-- TEXT EXTRACT start --
The landing gear are sturdy, and fit well into the shaped locating holes. However, the wheels are an entirely different story. You can see, from the photo, that the tires are just way too skinny for the hubs. While the early production Hellcats did have a skinny tire, the rims were of course matched to them. Not the case here, as the wheel/tire combination is essentially unusable. Another problem lies within the tail wheel assembly. In an example of "more is not always better", the over-engineered assembly doesn't support the weight of the model. I repaired my tail wheel assembly twice before pulling it out of the fuselage completely. Fortunately, I have a 1:32 Hasegawa F6F-3/5 kit in the stash, so I used the main wheels and tail wheel assembly (one piece) from this kit. The main gear's axles are toed down at a strange angle, too, which will result in a bizarre wheel stance if not corrected.

The canopy and windscreen are flawlessly molded, and responded nicely to a clear acrylic bath. They also both fit without issue.

The decal sheet provides markings for two machines:

The decals went down fine, and responded well to Mr. Mark Softer. I think the Hamilton Standard prop logos are slightly too large, and despite the nice selection of data stencils, the rest are incomplete. I modeled Alex Vraciu's aircraft, and I find it interesting that despite the fact that he was one of the more widely-known U.S. Navy aces of the war, all of his markings are not included. Missing are the nine "kill" flags seen in every photo of his aircraft, as well as the "Gidget" personal emblem. I suppose the decal package represents the machine as it was issued to Vraciu, before he shot down his first enemy plane?
-- TEXT EXTRACT end --
-- EXCERPTED RECORDS start --
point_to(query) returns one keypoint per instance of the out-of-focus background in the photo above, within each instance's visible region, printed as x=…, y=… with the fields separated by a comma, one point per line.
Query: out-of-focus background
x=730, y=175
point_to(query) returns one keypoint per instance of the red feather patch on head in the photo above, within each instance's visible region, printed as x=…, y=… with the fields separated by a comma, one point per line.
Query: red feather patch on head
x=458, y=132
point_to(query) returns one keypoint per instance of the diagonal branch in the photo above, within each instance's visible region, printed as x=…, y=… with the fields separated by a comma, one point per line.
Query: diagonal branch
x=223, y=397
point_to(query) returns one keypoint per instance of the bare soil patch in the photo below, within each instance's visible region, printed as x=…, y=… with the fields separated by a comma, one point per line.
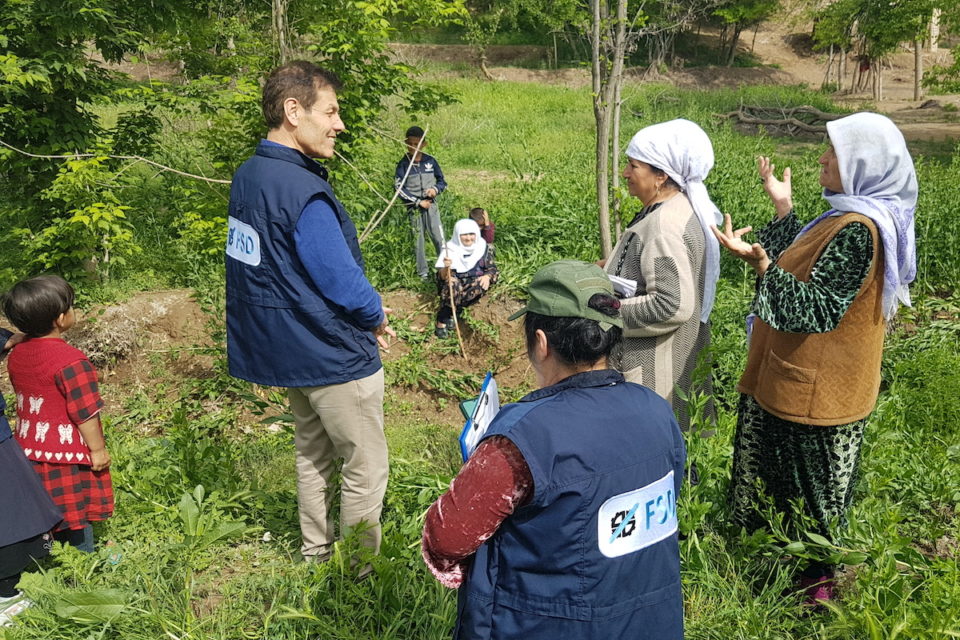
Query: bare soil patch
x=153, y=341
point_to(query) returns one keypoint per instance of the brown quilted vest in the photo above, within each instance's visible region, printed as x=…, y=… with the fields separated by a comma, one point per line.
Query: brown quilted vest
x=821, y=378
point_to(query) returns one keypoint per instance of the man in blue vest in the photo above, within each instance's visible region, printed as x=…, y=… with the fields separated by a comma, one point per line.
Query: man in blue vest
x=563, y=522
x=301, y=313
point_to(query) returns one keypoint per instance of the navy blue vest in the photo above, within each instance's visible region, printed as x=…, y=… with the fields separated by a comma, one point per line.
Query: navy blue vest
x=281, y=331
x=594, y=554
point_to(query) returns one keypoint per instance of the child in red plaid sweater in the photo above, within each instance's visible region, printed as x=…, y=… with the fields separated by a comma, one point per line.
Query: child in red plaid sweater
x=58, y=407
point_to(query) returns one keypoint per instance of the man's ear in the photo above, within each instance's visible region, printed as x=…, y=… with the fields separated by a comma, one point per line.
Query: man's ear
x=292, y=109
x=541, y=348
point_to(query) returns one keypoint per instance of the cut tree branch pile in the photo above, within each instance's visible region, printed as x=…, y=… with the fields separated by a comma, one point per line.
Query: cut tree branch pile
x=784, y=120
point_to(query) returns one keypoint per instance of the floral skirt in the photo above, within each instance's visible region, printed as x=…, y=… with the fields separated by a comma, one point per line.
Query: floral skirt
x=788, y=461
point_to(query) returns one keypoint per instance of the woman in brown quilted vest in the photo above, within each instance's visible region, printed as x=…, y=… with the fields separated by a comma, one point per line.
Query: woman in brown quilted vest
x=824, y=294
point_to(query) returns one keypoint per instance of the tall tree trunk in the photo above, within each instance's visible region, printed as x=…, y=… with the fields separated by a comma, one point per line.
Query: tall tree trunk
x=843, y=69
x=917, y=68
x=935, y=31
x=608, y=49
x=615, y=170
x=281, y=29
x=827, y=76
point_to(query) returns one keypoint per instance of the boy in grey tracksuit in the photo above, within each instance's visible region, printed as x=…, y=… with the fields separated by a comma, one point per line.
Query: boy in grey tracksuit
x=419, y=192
-- EXCERPTED RECORDS end --
-- EXCERPTED RECORDS start --
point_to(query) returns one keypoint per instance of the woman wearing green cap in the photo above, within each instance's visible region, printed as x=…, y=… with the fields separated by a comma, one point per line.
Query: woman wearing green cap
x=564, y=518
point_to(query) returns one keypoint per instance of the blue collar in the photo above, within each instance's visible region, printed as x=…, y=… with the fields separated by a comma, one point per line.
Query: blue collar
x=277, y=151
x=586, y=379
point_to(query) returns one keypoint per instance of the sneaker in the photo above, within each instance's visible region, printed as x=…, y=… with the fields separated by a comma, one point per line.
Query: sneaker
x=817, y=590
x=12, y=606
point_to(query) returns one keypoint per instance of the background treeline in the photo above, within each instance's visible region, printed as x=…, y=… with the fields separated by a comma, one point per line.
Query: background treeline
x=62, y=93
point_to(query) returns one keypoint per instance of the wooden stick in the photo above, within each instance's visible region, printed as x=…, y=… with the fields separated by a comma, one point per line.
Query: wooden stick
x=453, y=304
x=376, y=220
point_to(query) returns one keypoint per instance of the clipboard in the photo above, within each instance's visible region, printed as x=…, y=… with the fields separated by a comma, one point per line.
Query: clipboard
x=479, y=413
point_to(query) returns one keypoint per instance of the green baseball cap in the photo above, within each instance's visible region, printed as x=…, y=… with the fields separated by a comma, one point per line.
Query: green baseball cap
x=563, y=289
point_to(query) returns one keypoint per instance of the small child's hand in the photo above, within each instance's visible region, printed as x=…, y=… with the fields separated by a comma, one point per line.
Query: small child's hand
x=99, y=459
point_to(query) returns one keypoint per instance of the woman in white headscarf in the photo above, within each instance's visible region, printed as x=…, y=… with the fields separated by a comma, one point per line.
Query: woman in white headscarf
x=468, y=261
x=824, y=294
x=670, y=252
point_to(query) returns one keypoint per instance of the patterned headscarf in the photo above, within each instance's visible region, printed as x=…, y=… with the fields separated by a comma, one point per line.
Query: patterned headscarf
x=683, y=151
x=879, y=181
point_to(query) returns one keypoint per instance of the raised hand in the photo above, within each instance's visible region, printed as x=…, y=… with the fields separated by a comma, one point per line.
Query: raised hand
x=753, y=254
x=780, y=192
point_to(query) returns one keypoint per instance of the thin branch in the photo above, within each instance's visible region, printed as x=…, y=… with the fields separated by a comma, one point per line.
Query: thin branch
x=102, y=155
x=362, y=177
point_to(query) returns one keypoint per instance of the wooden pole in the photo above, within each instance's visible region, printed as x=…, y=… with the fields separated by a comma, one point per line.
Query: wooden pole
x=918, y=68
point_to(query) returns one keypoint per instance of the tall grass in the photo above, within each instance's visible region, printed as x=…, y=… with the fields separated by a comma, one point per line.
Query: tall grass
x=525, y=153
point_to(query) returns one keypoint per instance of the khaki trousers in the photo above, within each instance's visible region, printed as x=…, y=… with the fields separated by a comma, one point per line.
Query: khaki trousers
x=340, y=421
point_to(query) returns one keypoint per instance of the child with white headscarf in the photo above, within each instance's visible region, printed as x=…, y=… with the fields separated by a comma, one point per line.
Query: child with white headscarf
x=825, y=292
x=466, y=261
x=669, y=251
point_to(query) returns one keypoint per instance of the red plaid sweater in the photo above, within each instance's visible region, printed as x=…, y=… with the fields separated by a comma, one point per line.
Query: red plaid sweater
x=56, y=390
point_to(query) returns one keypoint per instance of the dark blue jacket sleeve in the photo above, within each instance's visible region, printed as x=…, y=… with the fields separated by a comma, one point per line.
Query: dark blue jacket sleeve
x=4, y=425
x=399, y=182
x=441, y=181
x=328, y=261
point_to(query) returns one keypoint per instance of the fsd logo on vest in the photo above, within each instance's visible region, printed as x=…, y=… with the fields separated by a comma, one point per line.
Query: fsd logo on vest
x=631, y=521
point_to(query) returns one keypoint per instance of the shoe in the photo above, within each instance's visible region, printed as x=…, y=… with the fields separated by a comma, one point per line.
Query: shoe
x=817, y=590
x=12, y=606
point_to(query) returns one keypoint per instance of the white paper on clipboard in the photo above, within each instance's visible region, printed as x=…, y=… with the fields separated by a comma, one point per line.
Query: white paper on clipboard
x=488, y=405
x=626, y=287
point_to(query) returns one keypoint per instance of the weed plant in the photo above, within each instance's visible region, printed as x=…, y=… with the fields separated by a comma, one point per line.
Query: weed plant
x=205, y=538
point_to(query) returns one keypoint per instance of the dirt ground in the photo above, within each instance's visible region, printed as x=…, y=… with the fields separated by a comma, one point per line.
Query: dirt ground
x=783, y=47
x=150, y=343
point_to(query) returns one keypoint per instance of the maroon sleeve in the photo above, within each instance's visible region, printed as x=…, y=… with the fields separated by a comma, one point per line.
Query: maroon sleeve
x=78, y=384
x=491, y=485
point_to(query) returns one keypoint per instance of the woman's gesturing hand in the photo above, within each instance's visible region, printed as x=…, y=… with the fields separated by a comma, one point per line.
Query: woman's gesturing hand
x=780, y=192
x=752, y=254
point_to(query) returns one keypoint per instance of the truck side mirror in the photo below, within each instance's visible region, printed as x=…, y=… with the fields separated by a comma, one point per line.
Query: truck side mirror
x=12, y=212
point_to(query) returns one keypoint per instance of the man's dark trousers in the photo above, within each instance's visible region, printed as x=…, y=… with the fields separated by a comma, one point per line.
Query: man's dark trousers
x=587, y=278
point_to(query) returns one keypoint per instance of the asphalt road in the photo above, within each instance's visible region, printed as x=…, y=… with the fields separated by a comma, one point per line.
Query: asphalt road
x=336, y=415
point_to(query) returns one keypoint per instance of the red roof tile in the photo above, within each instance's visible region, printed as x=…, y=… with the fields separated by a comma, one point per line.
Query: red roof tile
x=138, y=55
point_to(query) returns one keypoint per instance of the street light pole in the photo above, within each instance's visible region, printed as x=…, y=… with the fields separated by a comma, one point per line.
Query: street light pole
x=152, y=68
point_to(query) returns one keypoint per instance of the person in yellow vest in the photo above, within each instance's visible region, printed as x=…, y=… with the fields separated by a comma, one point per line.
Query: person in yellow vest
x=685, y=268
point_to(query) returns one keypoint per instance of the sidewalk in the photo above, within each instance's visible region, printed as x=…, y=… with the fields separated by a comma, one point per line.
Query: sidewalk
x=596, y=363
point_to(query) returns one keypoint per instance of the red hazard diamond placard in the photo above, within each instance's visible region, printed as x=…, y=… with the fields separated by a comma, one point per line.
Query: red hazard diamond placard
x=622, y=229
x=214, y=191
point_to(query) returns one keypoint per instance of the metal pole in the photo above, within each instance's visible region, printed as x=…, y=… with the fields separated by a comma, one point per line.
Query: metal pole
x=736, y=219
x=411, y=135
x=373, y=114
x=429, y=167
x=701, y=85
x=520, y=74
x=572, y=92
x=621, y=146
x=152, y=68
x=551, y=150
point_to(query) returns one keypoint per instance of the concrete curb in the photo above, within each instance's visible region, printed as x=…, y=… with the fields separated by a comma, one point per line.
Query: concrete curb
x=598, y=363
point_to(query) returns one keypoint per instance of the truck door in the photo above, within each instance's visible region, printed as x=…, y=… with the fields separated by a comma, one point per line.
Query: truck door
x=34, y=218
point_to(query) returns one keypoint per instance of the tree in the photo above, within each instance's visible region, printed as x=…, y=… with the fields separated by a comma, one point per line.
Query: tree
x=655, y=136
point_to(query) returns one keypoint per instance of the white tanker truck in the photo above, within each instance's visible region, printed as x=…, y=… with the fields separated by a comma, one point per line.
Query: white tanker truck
-- EXCERPTED RECORDS end --
# PROBLEM SET
(a) According to the Hellcat kit review, which parts did the builder take from the 1:32 Hasegawa F6F-3/5 kit?
(b) Translate this sentence from the Hellcat kit review into Spanish: "The canopy and windscreen are flawlessly molded, and responded nicely to a clear acrylic bath."

# EXERCISE ANSWERS
(a) The main wheels and the one-piece tail wheel assembly.

(b) La cabina y el parabrisas están moldeados a la perfección y respondieron muy bien a un baño de acrílico transparente.